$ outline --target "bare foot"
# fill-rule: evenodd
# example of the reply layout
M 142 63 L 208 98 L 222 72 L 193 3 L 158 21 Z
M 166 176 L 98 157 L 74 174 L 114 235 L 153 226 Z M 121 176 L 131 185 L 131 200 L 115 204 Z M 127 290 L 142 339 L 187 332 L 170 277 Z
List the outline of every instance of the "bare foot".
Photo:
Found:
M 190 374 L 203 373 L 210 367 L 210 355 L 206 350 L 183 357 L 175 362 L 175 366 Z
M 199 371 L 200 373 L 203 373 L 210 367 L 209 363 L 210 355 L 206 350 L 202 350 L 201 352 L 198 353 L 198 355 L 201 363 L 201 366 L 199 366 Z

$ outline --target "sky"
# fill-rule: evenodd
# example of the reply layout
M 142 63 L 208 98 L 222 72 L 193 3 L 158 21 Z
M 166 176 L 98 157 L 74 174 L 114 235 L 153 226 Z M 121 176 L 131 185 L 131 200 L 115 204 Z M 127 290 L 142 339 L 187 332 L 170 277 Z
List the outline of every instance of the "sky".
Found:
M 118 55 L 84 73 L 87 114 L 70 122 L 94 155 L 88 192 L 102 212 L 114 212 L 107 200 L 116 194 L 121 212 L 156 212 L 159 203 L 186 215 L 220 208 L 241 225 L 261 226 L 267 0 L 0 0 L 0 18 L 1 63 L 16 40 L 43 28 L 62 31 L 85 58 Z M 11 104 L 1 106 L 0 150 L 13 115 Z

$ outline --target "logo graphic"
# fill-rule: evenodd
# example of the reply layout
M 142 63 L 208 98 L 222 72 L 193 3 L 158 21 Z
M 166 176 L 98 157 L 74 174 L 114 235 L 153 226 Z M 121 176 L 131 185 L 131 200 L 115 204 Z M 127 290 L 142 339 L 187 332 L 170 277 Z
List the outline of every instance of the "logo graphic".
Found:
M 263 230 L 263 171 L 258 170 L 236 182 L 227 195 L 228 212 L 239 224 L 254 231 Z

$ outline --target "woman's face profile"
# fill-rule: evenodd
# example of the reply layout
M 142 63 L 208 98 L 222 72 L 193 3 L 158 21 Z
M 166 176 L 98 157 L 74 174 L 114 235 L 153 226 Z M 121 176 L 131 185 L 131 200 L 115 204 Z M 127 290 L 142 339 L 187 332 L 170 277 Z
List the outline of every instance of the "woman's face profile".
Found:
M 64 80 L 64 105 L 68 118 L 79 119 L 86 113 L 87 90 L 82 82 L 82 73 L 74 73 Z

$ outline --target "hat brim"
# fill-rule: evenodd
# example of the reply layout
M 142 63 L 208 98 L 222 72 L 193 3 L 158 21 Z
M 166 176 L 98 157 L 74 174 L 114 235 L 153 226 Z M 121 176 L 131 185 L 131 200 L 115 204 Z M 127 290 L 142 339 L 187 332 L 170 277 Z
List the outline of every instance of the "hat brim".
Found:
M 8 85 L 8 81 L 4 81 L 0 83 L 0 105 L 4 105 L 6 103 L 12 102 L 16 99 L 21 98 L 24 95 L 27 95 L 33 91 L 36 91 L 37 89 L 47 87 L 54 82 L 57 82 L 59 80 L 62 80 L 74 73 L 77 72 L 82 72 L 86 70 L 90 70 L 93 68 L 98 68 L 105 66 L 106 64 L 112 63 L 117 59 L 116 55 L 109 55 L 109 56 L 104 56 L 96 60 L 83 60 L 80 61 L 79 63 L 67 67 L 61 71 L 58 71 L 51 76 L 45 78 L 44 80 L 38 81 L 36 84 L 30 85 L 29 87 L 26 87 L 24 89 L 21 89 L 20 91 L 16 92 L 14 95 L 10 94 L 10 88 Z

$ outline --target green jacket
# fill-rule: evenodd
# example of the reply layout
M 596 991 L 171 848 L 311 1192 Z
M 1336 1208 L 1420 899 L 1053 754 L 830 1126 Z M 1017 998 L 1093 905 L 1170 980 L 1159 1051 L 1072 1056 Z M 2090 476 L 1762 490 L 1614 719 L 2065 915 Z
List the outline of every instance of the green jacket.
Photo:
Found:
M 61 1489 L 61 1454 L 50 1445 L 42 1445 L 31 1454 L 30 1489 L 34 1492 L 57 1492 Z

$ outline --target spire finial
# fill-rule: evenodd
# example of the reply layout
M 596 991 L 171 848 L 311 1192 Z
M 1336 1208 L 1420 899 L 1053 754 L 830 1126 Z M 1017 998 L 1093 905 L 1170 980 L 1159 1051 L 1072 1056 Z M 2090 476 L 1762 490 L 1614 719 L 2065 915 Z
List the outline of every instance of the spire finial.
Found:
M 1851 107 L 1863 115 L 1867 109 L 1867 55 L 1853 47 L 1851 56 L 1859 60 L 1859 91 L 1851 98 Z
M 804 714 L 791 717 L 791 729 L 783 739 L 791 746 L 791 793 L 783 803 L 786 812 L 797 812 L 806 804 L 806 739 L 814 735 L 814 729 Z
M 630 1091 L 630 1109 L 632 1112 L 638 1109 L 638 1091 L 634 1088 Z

(DESCRIPTION OF THE TASK): Every line in the records above that contains the word "bare" is to be copied out.

(SOLUTION FOR THIS EXERCISE):
$ outline --target "bare foot"
List the outline of every instance of the "bare foot".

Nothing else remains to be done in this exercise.